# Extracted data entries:
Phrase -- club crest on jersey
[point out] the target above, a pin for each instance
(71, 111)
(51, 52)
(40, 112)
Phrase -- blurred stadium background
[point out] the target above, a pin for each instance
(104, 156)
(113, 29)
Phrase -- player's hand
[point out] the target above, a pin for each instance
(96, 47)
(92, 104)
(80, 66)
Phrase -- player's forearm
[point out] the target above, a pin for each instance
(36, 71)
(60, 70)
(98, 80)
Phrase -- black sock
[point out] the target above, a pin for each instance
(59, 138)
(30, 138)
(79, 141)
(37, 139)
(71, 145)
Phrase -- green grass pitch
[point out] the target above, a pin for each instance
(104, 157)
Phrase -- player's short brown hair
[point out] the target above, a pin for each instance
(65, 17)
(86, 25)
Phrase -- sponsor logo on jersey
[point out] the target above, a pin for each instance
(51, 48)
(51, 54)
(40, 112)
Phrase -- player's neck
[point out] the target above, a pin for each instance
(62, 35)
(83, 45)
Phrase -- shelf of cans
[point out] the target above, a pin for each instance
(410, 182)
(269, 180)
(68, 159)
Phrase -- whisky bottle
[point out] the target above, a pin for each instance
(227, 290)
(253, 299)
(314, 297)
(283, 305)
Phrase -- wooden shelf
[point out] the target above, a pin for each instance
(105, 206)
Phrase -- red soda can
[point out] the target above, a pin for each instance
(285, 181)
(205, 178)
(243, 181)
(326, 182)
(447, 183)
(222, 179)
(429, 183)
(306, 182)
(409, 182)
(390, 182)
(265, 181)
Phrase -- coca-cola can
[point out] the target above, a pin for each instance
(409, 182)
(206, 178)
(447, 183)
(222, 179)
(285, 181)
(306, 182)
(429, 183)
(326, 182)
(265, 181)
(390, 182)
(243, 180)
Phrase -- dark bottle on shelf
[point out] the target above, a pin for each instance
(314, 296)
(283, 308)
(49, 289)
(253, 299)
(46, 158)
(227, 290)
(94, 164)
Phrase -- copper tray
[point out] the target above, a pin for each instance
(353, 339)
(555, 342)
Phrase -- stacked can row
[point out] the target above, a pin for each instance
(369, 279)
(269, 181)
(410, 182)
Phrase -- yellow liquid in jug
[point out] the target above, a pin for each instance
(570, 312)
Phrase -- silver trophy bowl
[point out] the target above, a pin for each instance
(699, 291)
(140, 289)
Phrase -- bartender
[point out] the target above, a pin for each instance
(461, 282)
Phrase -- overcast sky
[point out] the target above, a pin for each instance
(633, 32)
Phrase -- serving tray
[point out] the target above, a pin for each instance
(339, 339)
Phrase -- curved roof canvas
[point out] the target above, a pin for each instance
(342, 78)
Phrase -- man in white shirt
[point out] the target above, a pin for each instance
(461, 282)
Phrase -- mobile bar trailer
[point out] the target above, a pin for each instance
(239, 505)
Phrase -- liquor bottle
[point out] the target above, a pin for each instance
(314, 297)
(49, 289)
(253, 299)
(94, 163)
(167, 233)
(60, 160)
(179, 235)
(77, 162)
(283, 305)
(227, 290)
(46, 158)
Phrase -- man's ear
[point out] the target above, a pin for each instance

# WHAT YOU NEED TO DO:
What are the lines, exactly as written above, from the line with "Phrase -- shelf of cans" to the line with "Phrase -- coca-cola can", both included? Output only those.

# THE ANSWER:
Phrase -- shelf of cans
[point out] the target above, a pin for each instance
(410, 182)
(269, 180)
(68, 159)
Phrase -- whisky bottle
[point out] the target above, a pin for each instance
(227, 290)
(253, 299)
(314, 297)
(283, 305)
Phrase -- wooden shelf
[point out] the target above, a pin for each instance
(105, 206)
Phrase -- red soda can
[point out] the target above, a pin for each instance
(285, 181)
(205, 178)
(243, 181)
(326, 182)
(447, 183)
(222, 179)
(429, 183)
(306, 182)
(409, 182)
(390, 182)
(265, 181)
Phrase -- coca-cola can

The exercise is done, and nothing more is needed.